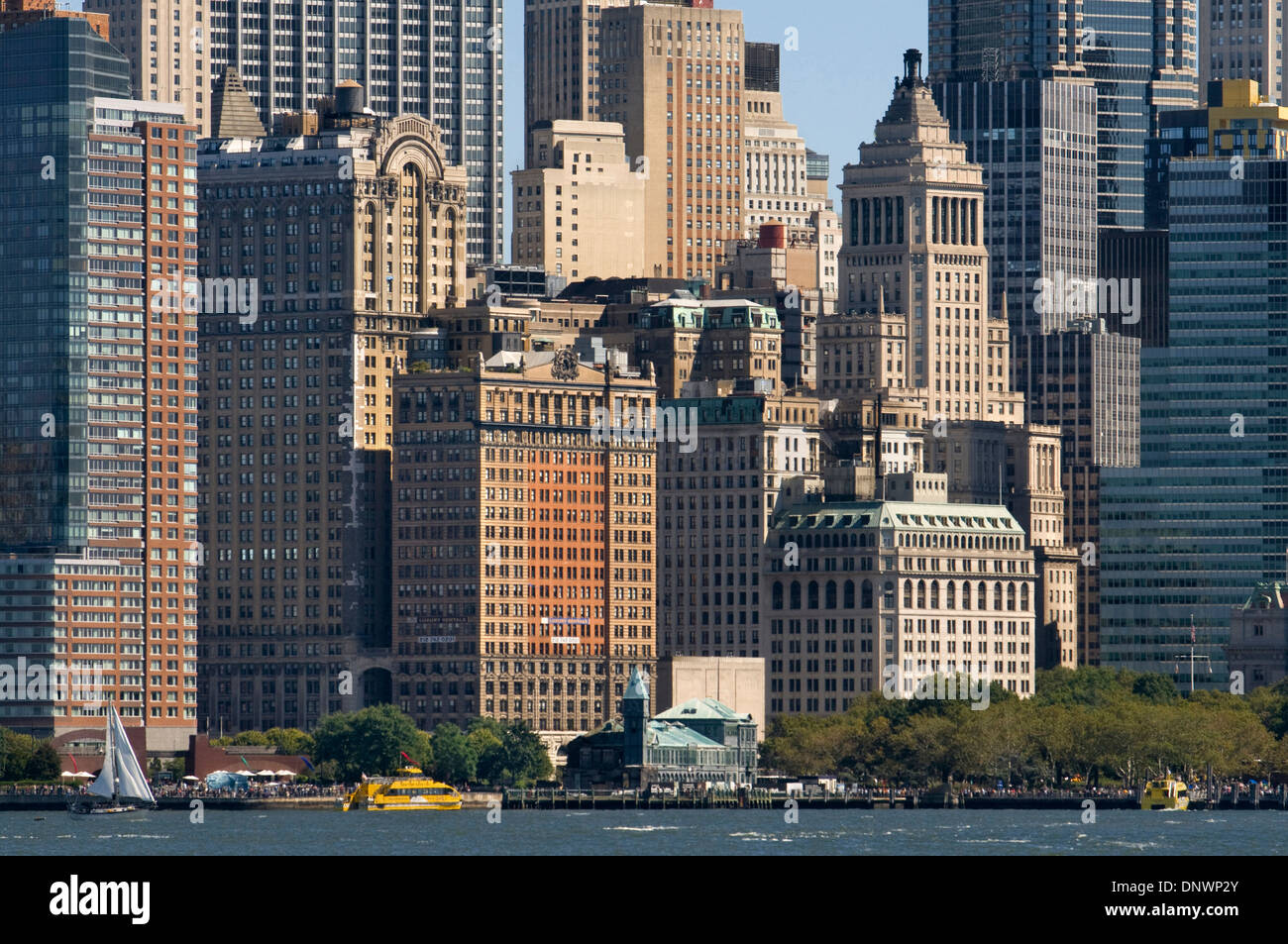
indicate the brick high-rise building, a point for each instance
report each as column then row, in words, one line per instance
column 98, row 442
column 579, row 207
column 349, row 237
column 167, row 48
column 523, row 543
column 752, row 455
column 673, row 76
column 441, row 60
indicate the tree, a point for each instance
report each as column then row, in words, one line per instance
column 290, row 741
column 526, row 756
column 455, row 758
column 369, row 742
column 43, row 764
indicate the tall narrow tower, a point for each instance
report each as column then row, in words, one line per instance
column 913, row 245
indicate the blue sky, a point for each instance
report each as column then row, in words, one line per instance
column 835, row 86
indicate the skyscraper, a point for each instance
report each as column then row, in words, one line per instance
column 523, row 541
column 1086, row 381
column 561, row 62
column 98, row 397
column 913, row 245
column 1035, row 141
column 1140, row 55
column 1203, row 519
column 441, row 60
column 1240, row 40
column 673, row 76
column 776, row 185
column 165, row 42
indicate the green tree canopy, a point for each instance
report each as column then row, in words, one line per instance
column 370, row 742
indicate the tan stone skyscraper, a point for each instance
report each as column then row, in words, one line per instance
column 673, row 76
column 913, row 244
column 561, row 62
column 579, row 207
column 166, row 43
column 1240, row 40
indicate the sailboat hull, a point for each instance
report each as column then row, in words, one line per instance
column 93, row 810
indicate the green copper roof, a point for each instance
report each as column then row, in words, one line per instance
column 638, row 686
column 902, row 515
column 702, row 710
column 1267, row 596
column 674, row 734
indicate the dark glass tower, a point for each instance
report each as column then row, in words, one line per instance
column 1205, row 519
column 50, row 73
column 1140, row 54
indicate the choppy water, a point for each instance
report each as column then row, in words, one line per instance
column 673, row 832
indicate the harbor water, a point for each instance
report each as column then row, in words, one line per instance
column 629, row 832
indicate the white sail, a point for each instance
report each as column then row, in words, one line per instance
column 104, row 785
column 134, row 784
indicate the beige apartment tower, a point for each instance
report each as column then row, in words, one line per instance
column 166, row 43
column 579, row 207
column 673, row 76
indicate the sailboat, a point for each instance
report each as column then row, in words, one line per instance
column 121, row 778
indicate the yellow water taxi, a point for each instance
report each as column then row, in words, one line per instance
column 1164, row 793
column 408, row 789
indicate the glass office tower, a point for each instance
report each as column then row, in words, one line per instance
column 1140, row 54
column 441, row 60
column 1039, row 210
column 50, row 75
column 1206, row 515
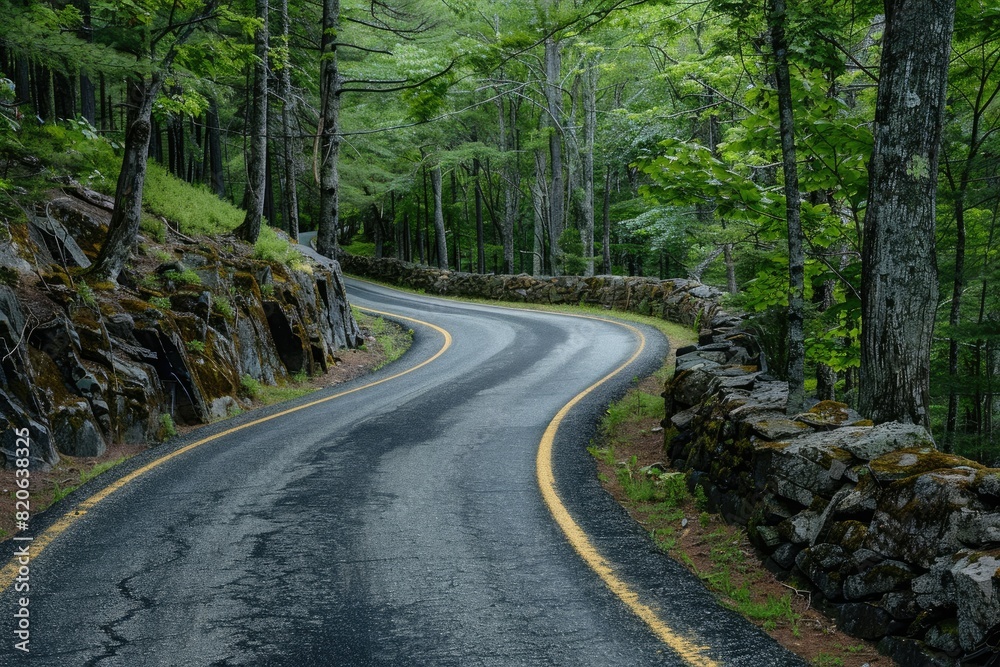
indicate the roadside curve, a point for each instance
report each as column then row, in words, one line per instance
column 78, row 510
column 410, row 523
---+---
## Requirements
Write out only the lines from the line with "indicate the skyscraper, a" to the line with "column 370, row 742", swapping "point" for "marker" and changing nothing else.

## Reply to the task
indicate the skyscraper, a marker for each instance
report each as column then row, in words, one line per instance
column 523, row 541
column 1086, row 381
column 561, row 62
column 98, row 397
column 913, row 245
column 1035, row 141
column 1140, row 55
column 1203, row 519
column 441, row 60
column 1240, row 40
column 673, row 76
column 776, row 185
column 165, row 42
indicate the green tree canopy, a marker for each instance
report each as column then row, in words, one line per instance
column 370, row 742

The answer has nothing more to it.